_WHAT IS NEEDED_. Set down exactly the lines running from the line with "Would you mind marking the green plant" to the end of the listing below, both ends included.

_DATA FOR THE TASK_.
== == ==
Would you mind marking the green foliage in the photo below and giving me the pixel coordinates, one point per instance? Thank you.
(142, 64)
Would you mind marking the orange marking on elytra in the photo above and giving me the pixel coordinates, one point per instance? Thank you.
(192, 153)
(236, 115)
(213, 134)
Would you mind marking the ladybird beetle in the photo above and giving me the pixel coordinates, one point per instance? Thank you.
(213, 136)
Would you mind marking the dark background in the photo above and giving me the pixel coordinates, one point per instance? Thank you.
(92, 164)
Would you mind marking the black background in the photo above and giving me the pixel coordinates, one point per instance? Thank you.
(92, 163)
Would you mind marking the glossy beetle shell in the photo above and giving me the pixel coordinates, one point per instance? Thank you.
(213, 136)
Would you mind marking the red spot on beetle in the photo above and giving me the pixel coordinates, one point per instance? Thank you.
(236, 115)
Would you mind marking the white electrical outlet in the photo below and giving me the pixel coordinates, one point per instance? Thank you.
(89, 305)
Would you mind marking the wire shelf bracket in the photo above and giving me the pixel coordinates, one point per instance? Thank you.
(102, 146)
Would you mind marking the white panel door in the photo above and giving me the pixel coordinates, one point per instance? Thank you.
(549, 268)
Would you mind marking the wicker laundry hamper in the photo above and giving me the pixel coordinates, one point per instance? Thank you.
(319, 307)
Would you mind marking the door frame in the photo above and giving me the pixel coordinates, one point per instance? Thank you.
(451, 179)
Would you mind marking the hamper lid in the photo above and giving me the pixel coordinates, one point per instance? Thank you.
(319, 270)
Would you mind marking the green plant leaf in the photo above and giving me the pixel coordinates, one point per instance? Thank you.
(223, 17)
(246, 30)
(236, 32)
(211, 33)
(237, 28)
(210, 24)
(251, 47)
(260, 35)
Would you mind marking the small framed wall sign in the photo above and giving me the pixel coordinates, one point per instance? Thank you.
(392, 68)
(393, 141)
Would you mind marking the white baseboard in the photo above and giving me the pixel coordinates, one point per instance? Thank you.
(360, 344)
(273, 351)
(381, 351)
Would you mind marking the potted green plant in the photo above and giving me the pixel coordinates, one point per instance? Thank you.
== == ==
_REPLY TO THE EXERCISE_.
Would you mind marking the green plant leaf in the photo above and giving me the pixel coordinates, one point per instance? Thank you.
(223, 17)
(246, 30)
(236, 32)
(211, 33)
(237, 28)
(210, 24)
(251, 47)
(260, 35)
Would you mind marking the small framed wall sign in the photo above and giving me the pixel coordinates, one point per instance? Thank you.
(392, 68)
(393, 141)
Would you mind marking the white baseboard in the photo above and giving me the pixel coordinates, one point per instance? Thank you.
(360, 344)
(273, 351)
(381, 351)
Would you mind marking the potted green plant in the photo above and giving me the pixel coordinates, one point per instance? Thank you.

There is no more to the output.